**EXERCISE:** The answer must consist of each line below that contains the word "blue", copied in full.

(Natural-language object grounding data)

========

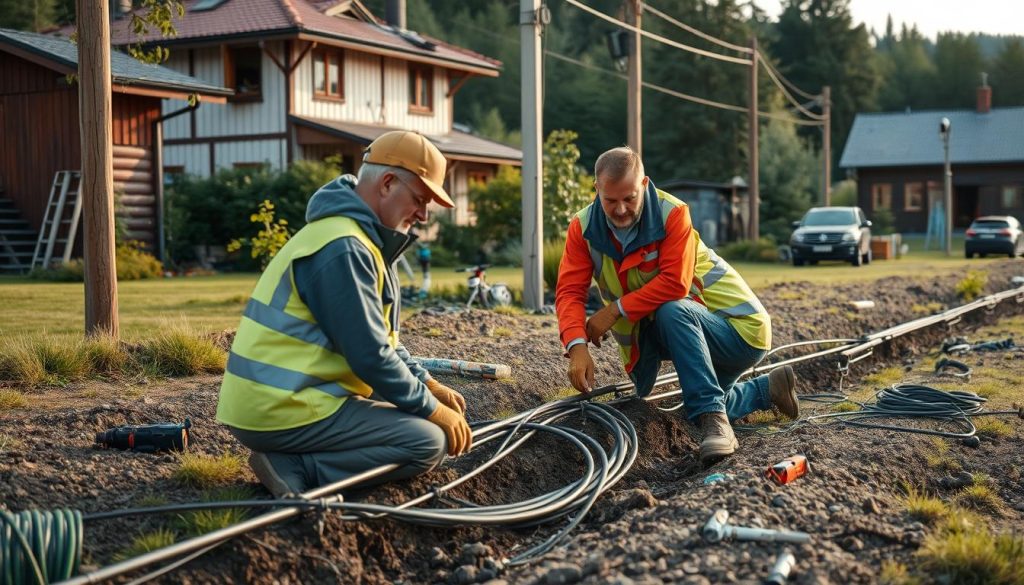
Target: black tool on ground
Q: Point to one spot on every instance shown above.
(146, 437)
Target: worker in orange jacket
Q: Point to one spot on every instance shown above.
(667, 296)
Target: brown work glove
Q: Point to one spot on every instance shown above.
(446, 395)
(456, 429)
(581, 368)
(601, 322)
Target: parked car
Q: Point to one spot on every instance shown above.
(832, 234)
(993, 235)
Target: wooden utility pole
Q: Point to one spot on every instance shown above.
(635, 97)
(753, 190)
(826, 142)
(97, 171)
(530, 24)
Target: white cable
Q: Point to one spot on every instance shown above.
(692, 31)
(658, 38)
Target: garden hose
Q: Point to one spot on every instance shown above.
(39, 546)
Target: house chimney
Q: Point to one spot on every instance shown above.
(394, 13)
(984, 95)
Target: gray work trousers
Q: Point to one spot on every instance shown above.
(360, 435)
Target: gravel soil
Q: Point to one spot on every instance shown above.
(644, 530)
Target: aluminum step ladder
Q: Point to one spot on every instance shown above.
(64, 213)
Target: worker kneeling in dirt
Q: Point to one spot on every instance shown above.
(667, 296)
(317, 384)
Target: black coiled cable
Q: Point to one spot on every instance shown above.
(39, 546)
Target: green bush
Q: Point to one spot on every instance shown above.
(764, 250)
(132, 261)
(213, 211)
(553, 250)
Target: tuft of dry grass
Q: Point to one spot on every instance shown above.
(10, 400)
(206, 471)
(180, 350)
(923, 507)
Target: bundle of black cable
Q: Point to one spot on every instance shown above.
(39, 546)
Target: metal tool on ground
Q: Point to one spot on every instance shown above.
(487, 371)
(718, 529)
(146, 437)
(783, 566)
(787, 469)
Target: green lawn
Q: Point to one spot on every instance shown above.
(215, 303)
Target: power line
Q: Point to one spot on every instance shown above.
(786, 94)
(692, 31)
(788, 83)
(658, 38)
(681, 95)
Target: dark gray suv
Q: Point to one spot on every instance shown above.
(832, 234)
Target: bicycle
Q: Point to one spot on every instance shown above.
(491, 295)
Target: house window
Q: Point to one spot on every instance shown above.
(328, 70)
(1011, 197)
(244, 74)
(882, 196)
(421, 88)
(913, 197)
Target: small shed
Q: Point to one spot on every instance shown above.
(39, 134)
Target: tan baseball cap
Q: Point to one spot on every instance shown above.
(416, 154)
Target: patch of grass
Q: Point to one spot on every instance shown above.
(204, 521)
(107, 356)
(18, 361)
(64, 359)
(845, 407)
(896, 574)
(10, 400)
(885, 377)
(146, 542)
(205, 471)
(991, 426)
(10, 443)
(980, 495)
(179, 350)
(923, 507)
(963, 550)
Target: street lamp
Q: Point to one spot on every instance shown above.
(947, 186)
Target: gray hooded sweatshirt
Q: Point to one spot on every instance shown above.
(339, 286)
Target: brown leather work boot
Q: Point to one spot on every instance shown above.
(782, 391)
(719, 441)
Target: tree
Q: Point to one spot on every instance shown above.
(32, 15)
(816, 45)
(1008, 75)
(790, 176)
(958, 64)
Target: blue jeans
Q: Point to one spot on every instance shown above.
(709, 356)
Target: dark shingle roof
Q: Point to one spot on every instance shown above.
(124, 70)
(894, 139)
(454, 144)
(260, 18)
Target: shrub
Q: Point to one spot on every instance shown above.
(764, 250)
(972, 286)
(553, 250)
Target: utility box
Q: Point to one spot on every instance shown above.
(886, 247)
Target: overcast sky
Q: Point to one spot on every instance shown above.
(932, 16)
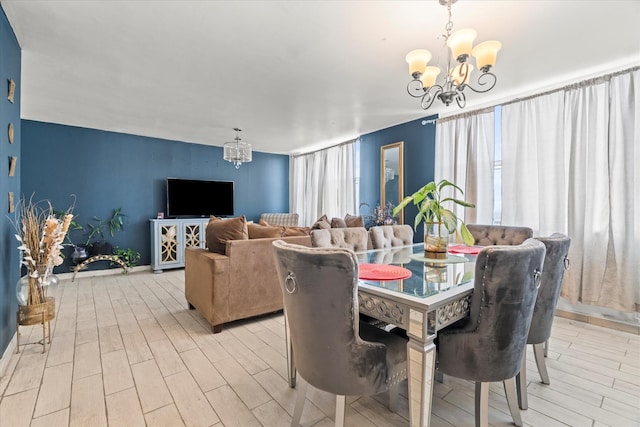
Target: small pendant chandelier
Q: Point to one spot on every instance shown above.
(236, 151)
(458, 71)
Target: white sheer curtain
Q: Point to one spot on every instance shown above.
(535, 165)
(323, 182)
(570, 165)
(465, 156)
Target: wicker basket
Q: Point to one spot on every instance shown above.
(35, 314)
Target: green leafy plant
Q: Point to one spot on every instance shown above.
(129, 256)
(431, 208)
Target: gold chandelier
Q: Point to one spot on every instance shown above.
(458, 73)
(236, 151)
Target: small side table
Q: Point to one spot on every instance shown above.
(34, 314)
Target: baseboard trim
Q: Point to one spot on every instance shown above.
(8, 353)
(105, 272)
(600, 321)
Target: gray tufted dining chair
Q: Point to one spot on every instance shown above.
(488, 345)
(556, 261)
(332, 349)
(486, 235)
(390, 236)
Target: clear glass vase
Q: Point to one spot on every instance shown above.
(436, 241)
(22, 287)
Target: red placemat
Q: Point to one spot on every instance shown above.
(464, 249)
(383, 272)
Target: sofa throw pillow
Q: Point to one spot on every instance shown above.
(321, 223)
(219, 231)
(296, 231)
(354, 221)
(338, 223)
(264, 231)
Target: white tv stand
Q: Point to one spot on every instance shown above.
(169, 238)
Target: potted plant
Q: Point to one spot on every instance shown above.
(129, 256)
(439, 221)
(95, 232)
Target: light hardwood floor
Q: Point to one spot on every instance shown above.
(126, 351)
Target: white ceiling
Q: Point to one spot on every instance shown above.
(294, 75)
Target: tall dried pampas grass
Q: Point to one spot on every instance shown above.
(40, 233)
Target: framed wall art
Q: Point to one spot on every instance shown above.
(11, 91)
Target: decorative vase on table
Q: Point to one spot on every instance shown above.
(40, 234)
(436, 241)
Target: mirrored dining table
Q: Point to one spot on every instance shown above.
(435, 295)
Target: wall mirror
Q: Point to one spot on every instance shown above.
(392, 175)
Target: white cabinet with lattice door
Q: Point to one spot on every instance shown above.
(169, 237)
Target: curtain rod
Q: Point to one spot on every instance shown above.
(351, 141)
(584, 83)
(571, 86)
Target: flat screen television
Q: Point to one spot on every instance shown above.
(199, 198)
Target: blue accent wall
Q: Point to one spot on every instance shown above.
(109, 170)
(10, 56)
(419, 154)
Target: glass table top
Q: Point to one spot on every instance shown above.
(429, 277)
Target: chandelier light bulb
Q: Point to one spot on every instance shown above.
(418, 60)
(486, 54)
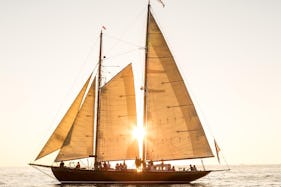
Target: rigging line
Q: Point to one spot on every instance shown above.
(120, 54)
(125, 41)
(44, 172)
(203, 116)
(126, 30)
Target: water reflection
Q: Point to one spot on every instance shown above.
(132, 185)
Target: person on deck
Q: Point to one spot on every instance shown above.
(78, 165)
(61, 164)
(138, 162)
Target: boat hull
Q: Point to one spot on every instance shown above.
(69, 175)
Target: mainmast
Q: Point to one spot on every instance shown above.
(98, 95)
(145, 83)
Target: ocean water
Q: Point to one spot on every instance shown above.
(262, 175)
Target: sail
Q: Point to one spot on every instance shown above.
(57, 138)
(79, 141)
(174, 130)
(117, 118)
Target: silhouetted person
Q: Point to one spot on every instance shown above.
(78, 165)
(61, 164)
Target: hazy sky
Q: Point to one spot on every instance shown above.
(228, 51)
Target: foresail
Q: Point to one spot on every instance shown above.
(58, 137)
(79, 141)
(117, 118)
(174, 130)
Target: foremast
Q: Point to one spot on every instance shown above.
(145, 83)
(98, 96)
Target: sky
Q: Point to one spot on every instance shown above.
(228, 52)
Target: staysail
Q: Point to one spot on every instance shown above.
(117, 118)
(79, 141)
(173, 130)
(58, 137)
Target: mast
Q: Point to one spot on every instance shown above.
(98, 95)
(145, 83)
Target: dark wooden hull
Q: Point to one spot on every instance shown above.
(69, 175)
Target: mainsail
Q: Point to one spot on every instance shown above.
(58, 137)
(79, 142)
(117, 118)
(173, 129)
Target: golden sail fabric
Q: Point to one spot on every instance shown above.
(174, 130)
(117, 118)
(79, 141)
(57, 138)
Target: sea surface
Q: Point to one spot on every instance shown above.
(243, 175)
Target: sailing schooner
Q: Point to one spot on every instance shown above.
(97, 129)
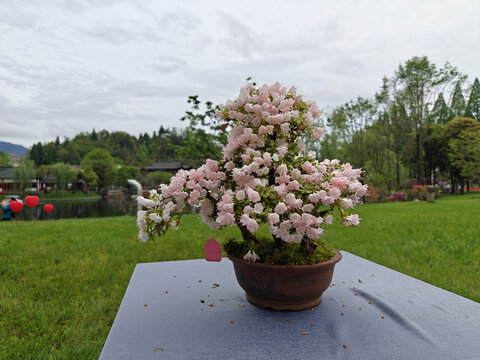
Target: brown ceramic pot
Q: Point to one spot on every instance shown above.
(283, 287)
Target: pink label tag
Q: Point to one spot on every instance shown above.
(213, 250)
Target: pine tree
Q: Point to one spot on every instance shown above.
(458, 105)
(473, 107)
(440, 113)
(94, 135)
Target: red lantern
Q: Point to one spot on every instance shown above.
(16, 206)
(31, 201)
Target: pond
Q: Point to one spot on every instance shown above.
(80, 208)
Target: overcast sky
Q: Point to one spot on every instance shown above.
(71, 66)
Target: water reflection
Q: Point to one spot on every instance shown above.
(82, 208)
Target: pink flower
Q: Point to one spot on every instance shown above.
(285, 128)
(280, 208)
(253, 195)
(240, 194)
(352, 220)
(293, 185)
(318, 133)
(248, 210)
(282, 150)
(346, 203)
(252, 257)
(282, 169)
(258, 208)
(273, 218)
(225, 219)
(308, 167)
(249, 223)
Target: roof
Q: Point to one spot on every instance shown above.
(166, 166)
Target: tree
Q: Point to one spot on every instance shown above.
(102, 164)
(202, 119)
(43, 172)
(473, 107)
(24, 174)
(460, 136)
(126, 172)
(435, 150)
(90, 177)
(36, 153)
(5, 159)
(155, 178)
(350, 120)
(413, 87)
(457, 105)
(198, 146)
(440, 114)
(64, 174)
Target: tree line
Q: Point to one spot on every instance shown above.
(422, 124)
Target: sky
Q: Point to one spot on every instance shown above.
(72, 66)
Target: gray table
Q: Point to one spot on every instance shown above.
(196, 310)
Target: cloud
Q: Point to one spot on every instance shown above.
(130, 65)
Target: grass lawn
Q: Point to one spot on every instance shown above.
(62, 281)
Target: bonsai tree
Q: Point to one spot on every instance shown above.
(265, 177)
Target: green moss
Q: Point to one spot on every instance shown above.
(287, 254)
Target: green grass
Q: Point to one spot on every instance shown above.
(61, 282)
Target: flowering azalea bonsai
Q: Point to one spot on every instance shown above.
(267, 178)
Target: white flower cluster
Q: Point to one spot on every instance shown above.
(265, 175)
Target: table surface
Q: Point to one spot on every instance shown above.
(195, 309)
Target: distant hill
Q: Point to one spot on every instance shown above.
(10, 148)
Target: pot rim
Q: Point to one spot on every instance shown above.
(332, 261)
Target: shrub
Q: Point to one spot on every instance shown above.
(397, 196)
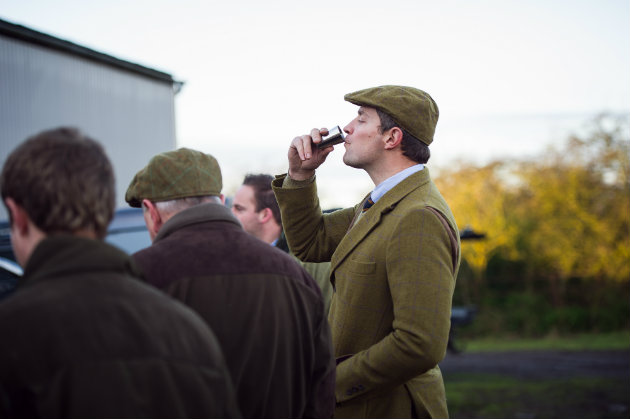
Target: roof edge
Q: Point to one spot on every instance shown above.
(31, 36)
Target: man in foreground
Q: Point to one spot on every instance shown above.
(81, 336)
(394, 257)
(266, 311)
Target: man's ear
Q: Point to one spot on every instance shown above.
(393, 138)
(265, 215)
(152, 218)
(19, 218)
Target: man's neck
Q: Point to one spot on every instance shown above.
(388, 168)
(270, 233)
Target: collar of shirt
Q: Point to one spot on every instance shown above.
(386, 185)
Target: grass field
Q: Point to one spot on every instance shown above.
(492, 396)
(581, 342)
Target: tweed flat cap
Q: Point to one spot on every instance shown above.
(412, 108)
(175, 174)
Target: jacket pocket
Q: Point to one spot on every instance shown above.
(361, 268)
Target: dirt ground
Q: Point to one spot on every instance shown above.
(550, 384)
(542, 364)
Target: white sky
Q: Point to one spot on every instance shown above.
(509, 77)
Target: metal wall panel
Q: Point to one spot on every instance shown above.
(131, 115)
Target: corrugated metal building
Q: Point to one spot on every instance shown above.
(47, 82)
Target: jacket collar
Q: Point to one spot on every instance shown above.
(194, 215)
(63, 255)
(373, 216)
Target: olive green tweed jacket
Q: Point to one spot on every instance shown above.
(394, 274)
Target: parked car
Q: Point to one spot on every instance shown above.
(127, 231)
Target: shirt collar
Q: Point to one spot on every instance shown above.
(392, 181)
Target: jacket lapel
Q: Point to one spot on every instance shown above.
(372, 218)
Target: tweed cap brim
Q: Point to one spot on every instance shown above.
(176, 174)
(414, 109)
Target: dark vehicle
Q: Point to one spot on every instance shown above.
(127, 231)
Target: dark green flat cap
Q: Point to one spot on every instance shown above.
(412, 108)
(176, 174)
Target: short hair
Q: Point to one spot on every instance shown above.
(412, 147)
(263, 194)
(63, 180)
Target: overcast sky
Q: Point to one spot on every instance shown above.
(509, 77)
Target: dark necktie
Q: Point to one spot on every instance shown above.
(367, 204)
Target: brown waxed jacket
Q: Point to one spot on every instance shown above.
(82, 337)
(265, 310)
(394, 274)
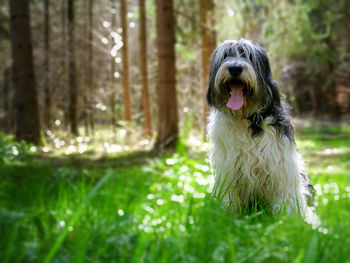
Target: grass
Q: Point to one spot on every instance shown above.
(137, 208)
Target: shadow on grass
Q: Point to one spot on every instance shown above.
(105, 161)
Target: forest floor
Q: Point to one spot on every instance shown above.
(135, 207)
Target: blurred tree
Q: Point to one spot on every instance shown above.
(125, 60)
(7, 105)
(208, 41)
(72, 82)
(144, 68)
(26, 101)
(47, 88)
(167, 135)
(90, 112)
(113, 68)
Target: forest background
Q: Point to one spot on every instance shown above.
(103, 156)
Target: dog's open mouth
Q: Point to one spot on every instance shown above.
(236, 99)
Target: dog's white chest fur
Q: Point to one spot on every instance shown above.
(266, 168)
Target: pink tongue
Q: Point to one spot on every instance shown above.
(236, 100)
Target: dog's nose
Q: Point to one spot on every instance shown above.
(235, 70)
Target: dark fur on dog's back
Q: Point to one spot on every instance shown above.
(271, 105)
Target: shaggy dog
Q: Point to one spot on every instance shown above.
(251, 136)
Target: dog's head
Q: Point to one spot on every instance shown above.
(240, 79)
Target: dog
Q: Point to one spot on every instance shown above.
(251, 136)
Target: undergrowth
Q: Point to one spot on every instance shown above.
(139, 208)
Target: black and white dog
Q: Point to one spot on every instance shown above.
(250, 132)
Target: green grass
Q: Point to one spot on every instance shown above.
(139, 208)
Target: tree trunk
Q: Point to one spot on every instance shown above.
(208, 40)
(113, 69)
(64, 104)
(26, 101)
(167, 135)
(144, 69)
(72, 83)
(6, 101)
(47, 89)
(90, 71)
(125, 58)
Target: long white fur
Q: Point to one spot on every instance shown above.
(267, 167)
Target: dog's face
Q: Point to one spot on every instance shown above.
(240, 79)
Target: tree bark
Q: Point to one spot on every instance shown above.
(7, 102)
(144, 69)
(113, 69)
(47, 89)
(90, 71)
(26, 101)
(208, 41)
(167, 135)
(72, 82)
(125, 58)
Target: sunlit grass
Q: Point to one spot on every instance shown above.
(138, 208)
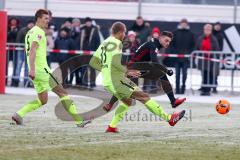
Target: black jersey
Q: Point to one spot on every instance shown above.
(147, 52)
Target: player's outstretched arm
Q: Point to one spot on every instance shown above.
(32, 57)
(116, 62)
(95, 63)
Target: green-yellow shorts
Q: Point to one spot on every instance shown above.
(44, 81)
(122, 89)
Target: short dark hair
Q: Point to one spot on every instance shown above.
(167, 33)
(117, 27)
(40, 13)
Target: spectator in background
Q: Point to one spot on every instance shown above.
(183, 43)
(155, 32)
(89, 40)
(21, 57)
(67, 23)
(75, 30)
(65, 42)
(142, 29)
(13, 28)
(207, 42)
(130, 45)
(217, 32)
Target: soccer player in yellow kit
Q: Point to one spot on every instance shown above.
(107, 59)
(40, 73)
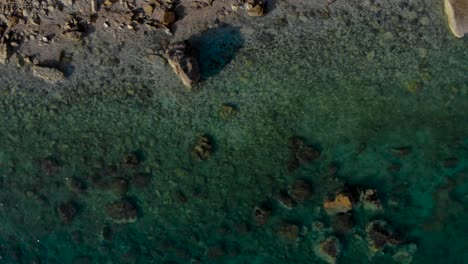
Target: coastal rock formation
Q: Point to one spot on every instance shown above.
(457, 13)
(328, 249)
(50, 75)
(122, 211)
(181, 58)
(341, 204)
(380, 234)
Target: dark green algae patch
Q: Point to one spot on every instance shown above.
(102, 169)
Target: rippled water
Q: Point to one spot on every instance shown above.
(355, 86)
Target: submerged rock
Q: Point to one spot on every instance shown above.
(203, 148)
(380, 234)
(289, 232)
(48, 74)
(123, 211)
(370, 200)
(328, 249)
(181, 58)
(261, 214)
(341, 204)
(457, 13)
(342, 223)
(300, 191)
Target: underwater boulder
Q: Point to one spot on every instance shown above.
(341, 204)
(181, 57)
(122, 211)
(457, 13)
(328, 249)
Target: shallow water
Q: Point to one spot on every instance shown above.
(355, 86)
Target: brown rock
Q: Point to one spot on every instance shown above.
(289, 232)
(261, 214)
(181, 58)
(457, 14)
(203, 148)
(370, 200)
(342, 223)
(341, 204)
(50, 75)
(328, 249)
(380, 234)
(300, 191)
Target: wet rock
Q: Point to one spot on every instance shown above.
(328, 249)
(255, 7)
(168, 18)
(342, 203)
(50, 75)
(380, 234)
(289, 232)
(203, 148)
(67, 211)
(182, 60)
(405, 254)
(227, 111)
(123, 211)
(141, 180)
(3, 54)
(300, 191)
(261, 214)
(285, 200)
(342, 223)
(301, 153)
(457, 14)
(369, 200)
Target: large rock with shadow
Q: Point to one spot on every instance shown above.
(216, 48)
(182, 59)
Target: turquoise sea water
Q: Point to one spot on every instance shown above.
(357, 86)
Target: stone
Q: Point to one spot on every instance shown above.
(181, 58)
(255, 9)
(379, 234)
(168, 18)
(328, 249)
(3, 54)
(370, 200)
(50, 75)
(300, 191)
(261, 214)
(342, 223)
(289, 232)
(341, 204)
(405, 254)
(122, 211)
(203, 148)
(457, 14)
(227, 111)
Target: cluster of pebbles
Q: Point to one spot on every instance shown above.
(38, 23)
(341, 207)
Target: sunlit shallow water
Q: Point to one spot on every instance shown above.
(355, 87)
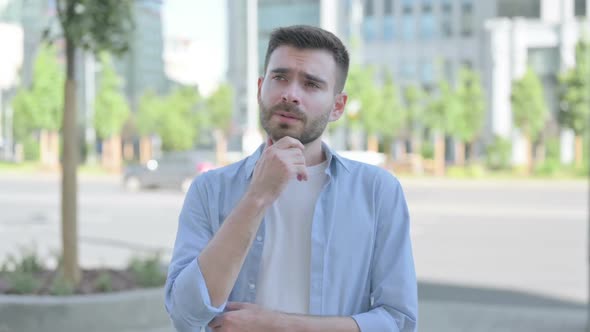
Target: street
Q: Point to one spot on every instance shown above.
(490, 254)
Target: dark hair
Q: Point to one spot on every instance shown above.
(310, 37)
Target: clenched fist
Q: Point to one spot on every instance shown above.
(280, 162)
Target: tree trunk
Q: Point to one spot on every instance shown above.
(439, 155)
(459, 153)
(579, 154)
(528, 162)
(111, 154)
(128, 152)
(220, 147)
(69, 200)
(372, 143)
(145, 149)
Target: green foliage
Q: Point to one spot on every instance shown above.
(103, 25)
(111, 108)
(23, 282)
(427, 150)
(148, 271)
(40, 106)
(151, 108)
(20, 271)
(575, 92)
(60, 286)
(179, 126)
(528, 106)
(498, 154)
(445, 110)
(176, 118)
(414, 102)
(467, 124)
(104, 282)
(392, 116)
(31, 148)
(220, 108)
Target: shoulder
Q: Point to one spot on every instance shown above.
(370, 174)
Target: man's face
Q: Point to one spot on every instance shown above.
(296, 96)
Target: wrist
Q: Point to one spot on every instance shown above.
(259, 200)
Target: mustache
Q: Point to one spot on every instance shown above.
(288, 108)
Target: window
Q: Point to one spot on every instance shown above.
(369, 28)
(446, 19)
(467, 18)
(369, 9)
(408, 27)
(426, 71)
(408, 6)
(521, 8)
(408, 70)
(388, 7)
(449, 70)
(447, 7)
(388, 28)
(427, 26)
(426, 6)
(580, 9)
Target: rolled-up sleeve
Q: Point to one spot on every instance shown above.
(187, 297)
(393, 278)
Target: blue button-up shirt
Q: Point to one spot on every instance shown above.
(361, 254)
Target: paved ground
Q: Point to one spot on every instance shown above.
(490, 255)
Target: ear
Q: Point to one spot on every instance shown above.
(260, 81)
(339, 104)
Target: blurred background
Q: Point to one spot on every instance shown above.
(481, 108)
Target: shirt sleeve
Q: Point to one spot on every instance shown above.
(394, 289)
(187, 297)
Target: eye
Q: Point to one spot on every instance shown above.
(311, 84)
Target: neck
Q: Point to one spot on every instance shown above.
(313, 153)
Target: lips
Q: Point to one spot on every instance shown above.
(287, 115)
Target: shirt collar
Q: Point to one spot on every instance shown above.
(334, 160)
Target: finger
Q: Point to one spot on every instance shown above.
(301, 172)
(235, 306)
(295, 156)
(289, 142)
(216, 322)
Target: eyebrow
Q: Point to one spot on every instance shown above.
(282, 70)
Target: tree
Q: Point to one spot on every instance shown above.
(111, 112)
(391, 117)
(414, 104)
(96, 26)
(529, 110)
(468, 123)
(360, 86)
(179, 125)
(40, 107)
(442, 112)
(575, 97)
(219, 110)
(148, 115)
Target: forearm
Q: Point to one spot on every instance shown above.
(222, 258)
(302, 323)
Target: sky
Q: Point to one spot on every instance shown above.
(203, 22)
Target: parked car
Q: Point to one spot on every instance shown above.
(172, 170)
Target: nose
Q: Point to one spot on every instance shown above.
(291, 94)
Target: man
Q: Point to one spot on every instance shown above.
(295, 237)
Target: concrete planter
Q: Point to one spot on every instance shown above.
(129, 311)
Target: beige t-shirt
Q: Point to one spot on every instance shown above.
(283, 280)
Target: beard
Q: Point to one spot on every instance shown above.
(312, 128)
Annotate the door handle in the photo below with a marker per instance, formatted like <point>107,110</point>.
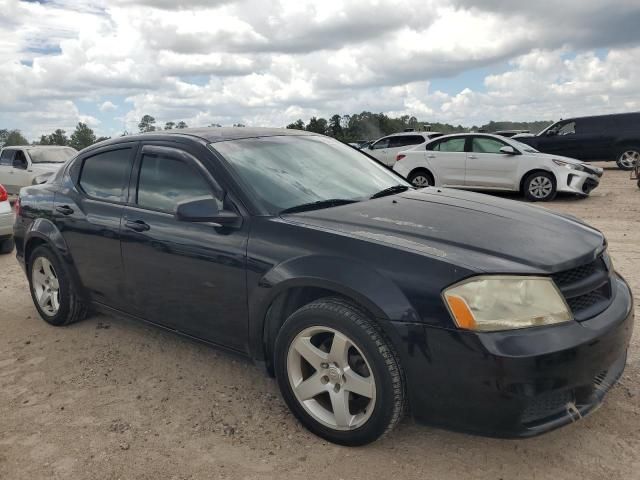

========

**EXERCISE RESULT:**
Target: blue jeans
Target: blue accent wall
Target: blue button-up shirt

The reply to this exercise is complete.